RAW RECORDS start

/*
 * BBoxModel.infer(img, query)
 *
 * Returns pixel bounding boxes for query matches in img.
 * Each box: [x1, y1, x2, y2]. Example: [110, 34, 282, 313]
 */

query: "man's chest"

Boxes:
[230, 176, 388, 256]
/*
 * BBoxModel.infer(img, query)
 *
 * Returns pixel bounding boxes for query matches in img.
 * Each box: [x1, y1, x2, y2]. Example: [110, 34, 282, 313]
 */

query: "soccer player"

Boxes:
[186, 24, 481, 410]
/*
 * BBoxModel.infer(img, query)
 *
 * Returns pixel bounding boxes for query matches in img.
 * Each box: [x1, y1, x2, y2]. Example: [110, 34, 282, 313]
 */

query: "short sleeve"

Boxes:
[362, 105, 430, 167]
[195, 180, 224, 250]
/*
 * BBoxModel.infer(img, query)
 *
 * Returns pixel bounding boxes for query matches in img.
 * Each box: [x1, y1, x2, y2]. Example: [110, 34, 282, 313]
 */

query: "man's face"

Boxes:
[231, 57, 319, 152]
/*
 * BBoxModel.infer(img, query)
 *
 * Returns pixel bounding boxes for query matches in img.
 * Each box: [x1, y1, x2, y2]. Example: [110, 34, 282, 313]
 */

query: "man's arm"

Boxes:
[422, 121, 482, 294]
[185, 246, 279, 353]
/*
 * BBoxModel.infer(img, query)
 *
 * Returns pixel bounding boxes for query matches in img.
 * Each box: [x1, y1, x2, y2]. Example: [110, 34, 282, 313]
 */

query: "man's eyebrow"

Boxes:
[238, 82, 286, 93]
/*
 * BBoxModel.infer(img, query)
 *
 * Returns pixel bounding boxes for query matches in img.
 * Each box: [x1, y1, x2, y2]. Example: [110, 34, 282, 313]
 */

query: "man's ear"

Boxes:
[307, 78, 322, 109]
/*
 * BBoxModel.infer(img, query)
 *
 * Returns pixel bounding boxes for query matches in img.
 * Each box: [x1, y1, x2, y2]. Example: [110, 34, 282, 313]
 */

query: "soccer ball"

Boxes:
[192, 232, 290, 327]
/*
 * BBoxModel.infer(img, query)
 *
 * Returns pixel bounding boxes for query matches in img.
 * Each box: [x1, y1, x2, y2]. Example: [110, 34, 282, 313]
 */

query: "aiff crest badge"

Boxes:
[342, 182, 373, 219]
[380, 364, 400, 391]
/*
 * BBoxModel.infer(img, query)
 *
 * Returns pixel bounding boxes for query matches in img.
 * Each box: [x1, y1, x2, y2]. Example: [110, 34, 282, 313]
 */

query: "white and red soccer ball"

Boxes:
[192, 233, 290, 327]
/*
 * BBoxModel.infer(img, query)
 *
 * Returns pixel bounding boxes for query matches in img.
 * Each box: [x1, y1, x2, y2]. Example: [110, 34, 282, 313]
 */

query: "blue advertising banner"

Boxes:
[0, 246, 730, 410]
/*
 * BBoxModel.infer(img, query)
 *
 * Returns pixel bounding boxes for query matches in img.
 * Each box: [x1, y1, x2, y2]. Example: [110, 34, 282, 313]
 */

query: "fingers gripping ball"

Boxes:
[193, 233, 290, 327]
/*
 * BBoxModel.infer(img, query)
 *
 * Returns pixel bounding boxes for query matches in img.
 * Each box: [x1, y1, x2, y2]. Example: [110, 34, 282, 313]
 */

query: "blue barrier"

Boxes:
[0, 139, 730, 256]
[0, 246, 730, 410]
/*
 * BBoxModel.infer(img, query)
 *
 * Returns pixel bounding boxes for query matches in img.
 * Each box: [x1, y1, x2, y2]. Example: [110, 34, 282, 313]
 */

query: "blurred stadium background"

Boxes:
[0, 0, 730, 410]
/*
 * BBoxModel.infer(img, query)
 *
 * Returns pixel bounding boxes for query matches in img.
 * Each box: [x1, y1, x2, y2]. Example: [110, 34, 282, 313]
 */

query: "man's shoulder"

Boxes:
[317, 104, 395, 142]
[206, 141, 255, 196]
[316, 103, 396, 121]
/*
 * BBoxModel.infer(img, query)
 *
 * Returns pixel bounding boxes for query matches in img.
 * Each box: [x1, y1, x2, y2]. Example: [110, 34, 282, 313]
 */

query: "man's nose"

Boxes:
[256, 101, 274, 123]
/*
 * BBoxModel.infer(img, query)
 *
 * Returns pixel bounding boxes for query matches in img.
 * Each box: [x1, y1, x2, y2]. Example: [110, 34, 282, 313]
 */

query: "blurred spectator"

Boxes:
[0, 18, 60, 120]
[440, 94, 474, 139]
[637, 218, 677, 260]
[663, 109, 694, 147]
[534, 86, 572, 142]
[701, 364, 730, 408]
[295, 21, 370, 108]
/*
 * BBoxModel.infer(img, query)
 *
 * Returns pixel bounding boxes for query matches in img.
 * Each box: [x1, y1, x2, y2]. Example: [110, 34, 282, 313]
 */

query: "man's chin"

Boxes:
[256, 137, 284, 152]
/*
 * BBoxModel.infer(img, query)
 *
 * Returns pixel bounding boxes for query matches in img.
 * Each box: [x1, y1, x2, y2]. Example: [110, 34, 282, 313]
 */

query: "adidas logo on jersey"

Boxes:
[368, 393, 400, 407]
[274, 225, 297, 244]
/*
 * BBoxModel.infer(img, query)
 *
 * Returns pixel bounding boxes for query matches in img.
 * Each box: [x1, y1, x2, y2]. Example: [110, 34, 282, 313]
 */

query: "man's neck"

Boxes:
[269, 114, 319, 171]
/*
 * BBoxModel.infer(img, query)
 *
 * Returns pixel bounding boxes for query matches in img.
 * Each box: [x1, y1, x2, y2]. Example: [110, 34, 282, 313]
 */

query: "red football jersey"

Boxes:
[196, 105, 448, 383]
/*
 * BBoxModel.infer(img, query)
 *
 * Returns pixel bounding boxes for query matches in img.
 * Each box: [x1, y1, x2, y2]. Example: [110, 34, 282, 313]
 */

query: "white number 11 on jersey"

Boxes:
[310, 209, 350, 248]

RAW RECORDS end

**PROBLEM DETAILS**: Write out the listing above word for word, starting with its first line and going on through the line with "[230, 176, 388, 256]", including that line.

**SOLVED EXERCISE**:
/*
 * BBoxModel.infer(img, query)
 *
 * Returns pixel bounding boxes for query matches in img.
 * Each box: [x1, y1, x2, y2]. Example: [110, 34, 282, 313]
 */

query: "man's chest"

Boxes:
[230, 176, 388, 256]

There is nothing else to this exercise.